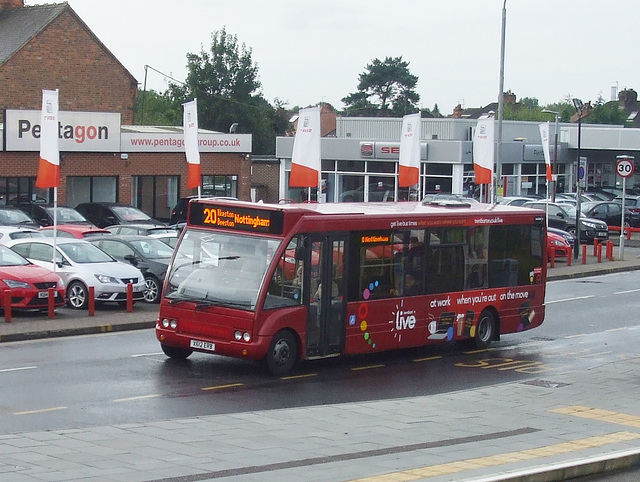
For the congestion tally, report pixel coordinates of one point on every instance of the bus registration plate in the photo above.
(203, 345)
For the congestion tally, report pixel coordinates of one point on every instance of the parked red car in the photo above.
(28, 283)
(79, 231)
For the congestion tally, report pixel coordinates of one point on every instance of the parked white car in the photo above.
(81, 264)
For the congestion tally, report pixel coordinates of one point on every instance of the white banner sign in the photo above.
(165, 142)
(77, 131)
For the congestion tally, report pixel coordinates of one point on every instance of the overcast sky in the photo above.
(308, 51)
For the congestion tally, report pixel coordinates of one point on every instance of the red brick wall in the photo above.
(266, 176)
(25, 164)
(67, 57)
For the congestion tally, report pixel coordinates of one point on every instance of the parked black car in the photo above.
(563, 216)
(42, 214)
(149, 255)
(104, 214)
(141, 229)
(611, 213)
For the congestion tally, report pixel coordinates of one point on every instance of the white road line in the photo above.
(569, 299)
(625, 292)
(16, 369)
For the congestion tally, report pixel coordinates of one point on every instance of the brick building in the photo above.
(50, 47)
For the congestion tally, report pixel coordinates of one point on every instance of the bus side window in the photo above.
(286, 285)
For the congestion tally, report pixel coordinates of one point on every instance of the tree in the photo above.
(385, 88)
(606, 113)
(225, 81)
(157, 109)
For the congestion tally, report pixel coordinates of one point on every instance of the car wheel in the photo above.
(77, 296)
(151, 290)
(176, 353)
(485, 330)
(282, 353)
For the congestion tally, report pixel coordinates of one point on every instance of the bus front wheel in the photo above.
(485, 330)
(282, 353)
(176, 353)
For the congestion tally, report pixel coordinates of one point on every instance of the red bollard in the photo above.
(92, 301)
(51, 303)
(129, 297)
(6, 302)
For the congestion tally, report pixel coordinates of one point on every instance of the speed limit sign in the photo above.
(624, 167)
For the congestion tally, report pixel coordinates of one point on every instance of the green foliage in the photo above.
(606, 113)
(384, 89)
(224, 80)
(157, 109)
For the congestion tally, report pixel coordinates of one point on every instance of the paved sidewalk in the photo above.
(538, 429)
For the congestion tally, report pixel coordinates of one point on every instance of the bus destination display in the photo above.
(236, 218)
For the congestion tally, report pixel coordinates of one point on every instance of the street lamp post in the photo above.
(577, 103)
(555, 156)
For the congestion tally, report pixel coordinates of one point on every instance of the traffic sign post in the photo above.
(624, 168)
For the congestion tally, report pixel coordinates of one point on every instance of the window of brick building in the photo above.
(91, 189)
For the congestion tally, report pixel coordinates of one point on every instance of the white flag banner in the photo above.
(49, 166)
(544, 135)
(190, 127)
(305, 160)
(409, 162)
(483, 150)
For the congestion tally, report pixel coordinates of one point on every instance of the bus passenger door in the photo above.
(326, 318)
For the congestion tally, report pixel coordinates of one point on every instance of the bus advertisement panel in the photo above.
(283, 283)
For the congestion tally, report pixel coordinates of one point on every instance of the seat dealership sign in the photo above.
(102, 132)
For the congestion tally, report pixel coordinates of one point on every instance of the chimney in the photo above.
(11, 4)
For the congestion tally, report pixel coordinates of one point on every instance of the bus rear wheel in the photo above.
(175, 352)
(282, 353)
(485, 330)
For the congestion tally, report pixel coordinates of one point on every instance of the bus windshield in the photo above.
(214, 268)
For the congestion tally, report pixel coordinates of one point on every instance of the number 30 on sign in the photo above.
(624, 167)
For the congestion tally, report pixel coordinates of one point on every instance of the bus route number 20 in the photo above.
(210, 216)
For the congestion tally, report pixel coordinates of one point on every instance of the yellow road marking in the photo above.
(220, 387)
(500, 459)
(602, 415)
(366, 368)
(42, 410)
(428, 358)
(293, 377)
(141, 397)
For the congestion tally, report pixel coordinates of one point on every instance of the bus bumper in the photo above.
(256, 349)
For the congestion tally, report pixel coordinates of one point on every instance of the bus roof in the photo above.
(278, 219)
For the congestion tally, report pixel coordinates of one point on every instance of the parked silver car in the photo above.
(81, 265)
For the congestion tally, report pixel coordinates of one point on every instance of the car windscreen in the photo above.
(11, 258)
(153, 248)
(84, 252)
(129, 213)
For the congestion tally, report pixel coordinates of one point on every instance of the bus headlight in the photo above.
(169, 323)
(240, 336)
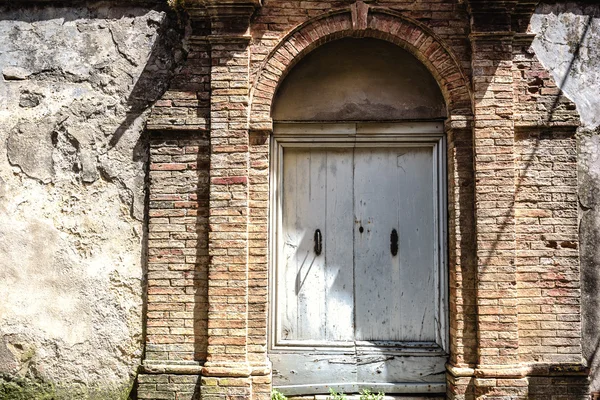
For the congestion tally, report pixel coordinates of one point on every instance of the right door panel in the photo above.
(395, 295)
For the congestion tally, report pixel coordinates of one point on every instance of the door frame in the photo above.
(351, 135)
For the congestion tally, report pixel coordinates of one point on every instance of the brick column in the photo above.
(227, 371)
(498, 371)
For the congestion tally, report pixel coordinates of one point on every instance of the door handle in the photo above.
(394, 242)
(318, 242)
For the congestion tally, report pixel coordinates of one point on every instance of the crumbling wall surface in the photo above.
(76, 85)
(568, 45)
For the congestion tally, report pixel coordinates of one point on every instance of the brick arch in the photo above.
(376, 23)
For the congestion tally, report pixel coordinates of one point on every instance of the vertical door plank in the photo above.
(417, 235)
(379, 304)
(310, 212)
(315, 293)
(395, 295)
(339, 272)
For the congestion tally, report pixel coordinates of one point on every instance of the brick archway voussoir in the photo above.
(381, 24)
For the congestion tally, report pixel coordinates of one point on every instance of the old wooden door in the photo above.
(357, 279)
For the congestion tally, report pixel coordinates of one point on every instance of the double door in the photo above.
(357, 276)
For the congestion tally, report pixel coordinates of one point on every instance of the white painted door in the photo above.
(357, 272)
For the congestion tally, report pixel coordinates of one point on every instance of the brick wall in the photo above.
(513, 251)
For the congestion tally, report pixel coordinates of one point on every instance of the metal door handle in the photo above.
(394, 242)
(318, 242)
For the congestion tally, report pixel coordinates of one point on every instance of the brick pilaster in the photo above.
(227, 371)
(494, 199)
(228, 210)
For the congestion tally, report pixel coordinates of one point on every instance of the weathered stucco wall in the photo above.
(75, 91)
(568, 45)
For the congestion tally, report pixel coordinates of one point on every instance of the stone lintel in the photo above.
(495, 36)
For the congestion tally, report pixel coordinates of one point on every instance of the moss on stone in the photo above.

☆ ☆ ☆

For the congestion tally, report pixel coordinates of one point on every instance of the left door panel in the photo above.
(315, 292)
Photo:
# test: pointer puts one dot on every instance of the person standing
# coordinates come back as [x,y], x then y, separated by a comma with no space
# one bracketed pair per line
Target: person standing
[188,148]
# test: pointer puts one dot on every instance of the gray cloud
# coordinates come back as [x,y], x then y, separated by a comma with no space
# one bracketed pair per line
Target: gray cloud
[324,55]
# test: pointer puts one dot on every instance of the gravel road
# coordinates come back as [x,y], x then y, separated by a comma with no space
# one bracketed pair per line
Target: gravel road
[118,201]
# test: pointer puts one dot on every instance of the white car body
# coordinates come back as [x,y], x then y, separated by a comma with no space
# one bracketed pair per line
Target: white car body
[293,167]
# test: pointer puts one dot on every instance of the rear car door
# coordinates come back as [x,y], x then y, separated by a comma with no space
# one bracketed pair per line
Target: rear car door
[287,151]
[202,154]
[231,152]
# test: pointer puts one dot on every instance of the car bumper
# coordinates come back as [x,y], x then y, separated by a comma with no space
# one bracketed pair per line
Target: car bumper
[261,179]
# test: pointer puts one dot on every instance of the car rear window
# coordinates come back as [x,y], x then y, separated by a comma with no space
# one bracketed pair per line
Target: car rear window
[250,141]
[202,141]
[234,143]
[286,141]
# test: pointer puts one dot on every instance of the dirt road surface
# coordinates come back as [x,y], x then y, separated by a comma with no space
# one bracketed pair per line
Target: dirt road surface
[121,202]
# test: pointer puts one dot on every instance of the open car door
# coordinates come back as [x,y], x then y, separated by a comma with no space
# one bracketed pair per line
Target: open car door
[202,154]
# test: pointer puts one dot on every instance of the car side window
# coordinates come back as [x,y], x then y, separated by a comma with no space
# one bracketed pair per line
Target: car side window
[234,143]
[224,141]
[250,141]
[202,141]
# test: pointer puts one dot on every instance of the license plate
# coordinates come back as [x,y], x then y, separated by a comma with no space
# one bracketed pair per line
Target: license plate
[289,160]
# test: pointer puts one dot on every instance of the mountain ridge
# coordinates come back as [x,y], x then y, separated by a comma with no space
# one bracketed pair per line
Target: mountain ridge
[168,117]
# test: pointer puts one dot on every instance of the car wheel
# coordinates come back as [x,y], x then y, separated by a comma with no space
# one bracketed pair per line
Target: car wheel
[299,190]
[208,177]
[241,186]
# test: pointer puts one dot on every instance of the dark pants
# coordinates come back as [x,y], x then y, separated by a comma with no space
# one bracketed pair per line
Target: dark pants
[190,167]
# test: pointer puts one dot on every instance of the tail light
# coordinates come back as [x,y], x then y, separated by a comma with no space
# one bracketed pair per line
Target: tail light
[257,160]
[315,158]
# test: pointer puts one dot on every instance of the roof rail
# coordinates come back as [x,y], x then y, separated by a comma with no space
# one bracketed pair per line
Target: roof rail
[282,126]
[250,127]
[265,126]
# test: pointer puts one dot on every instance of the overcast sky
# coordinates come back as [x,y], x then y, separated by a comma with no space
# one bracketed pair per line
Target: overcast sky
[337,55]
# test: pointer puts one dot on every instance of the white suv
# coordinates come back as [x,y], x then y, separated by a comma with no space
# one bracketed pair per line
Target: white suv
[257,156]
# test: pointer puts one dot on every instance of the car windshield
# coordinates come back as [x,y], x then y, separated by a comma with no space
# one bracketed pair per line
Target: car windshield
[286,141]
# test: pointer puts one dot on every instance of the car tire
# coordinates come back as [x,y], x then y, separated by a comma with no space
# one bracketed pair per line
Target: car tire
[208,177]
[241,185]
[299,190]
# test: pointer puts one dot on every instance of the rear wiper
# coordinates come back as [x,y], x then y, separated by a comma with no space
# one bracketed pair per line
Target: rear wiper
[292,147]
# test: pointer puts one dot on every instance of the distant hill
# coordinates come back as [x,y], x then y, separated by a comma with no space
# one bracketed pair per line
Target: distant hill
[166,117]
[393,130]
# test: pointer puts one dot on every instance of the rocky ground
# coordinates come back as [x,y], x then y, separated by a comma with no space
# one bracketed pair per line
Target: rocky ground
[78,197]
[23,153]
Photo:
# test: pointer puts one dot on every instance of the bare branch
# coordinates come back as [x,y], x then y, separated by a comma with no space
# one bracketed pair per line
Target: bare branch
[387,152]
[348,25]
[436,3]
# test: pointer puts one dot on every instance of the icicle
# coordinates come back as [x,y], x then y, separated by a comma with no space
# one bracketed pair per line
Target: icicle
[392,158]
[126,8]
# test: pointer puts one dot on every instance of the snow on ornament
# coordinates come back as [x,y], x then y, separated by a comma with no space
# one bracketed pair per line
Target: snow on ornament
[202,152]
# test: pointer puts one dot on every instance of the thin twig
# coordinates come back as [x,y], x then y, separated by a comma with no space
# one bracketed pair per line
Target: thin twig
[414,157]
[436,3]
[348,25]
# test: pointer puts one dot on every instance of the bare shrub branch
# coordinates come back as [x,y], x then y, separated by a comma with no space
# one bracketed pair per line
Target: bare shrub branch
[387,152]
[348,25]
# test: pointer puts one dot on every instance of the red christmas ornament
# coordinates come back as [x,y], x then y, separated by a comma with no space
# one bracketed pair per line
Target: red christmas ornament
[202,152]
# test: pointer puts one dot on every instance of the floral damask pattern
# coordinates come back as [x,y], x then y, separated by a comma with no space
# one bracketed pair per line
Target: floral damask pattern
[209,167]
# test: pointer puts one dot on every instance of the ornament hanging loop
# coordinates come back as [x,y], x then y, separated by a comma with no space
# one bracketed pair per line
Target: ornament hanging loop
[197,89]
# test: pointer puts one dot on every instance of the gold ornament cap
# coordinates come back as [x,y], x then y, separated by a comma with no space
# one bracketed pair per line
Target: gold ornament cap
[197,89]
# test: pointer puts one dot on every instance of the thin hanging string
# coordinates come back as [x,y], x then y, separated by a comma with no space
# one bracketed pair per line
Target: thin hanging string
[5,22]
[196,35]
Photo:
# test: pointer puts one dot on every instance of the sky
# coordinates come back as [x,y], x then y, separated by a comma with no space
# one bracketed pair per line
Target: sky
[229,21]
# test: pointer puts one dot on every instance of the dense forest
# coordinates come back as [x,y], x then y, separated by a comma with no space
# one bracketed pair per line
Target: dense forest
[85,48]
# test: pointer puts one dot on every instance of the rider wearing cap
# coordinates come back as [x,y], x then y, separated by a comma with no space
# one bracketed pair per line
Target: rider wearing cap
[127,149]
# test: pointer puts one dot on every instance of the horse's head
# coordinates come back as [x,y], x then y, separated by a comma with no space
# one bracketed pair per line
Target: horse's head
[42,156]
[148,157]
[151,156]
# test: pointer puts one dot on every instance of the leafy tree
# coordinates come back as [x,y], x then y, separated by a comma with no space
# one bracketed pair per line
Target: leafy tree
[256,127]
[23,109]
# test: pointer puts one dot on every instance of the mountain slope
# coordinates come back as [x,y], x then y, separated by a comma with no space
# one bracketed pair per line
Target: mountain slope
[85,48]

☆ ☆ ☆

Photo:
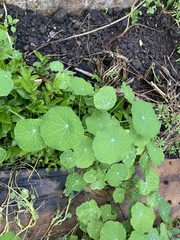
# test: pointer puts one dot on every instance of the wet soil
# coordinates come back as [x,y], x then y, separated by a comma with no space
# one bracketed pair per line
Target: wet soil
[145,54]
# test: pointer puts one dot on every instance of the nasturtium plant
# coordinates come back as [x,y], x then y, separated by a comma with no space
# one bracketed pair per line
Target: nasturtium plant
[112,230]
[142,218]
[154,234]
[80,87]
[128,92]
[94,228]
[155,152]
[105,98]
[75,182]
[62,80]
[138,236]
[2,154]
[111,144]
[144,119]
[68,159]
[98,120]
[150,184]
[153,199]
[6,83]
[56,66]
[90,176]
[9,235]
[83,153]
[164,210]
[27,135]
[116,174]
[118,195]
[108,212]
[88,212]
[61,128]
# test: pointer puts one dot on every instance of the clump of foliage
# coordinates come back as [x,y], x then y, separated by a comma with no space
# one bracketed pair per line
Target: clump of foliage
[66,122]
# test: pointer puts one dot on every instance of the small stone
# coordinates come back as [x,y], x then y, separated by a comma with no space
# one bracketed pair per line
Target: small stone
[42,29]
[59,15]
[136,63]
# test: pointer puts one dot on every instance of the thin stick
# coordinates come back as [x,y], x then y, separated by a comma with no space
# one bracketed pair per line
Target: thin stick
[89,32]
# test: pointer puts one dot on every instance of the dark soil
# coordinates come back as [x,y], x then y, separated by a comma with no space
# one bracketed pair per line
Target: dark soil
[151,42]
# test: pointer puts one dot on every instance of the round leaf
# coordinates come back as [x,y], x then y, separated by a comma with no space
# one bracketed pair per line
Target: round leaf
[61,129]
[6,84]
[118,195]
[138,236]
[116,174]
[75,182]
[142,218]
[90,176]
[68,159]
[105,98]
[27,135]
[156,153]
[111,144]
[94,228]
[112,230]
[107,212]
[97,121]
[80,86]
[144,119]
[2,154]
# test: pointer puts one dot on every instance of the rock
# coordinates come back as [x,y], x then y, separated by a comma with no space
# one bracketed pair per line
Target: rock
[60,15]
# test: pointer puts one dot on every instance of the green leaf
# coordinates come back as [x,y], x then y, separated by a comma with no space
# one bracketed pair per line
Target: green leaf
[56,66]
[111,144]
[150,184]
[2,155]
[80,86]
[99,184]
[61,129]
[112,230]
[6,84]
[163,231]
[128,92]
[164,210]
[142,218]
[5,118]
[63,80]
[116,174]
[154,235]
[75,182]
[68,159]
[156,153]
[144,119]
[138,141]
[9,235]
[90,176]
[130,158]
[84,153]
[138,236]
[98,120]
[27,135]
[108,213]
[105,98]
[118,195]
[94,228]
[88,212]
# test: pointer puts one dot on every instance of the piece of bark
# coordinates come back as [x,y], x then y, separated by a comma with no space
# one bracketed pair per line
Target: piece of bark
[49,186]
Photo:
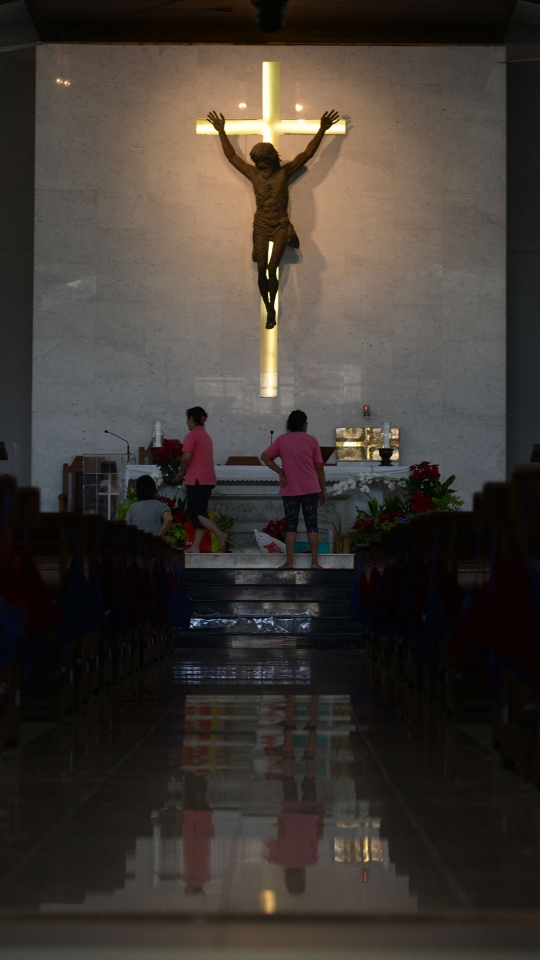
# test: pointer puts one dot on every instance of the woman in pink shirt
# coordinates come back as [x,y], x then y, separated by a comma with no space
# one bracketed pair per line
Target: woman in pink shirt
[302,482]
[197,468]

☆ ☆ ☆

▶ TASK PROMPT
Retype only the lines above between the line with "Target: thin hanging string" and the line with "the dense forest", counting those two lines as well, and keep every character as it is.

▶ REPLY
Target: thin hanging string
[5,22]
[196,35]
Photo:
# test: pointer puts one dot on every instance of the sky
# coordinates come back as [x,y], x then y, separated by a comma with no space
# one bracketed pair per line
Target: sky
[229,21]
# test: pointer puts one dot on every instance of the dense forest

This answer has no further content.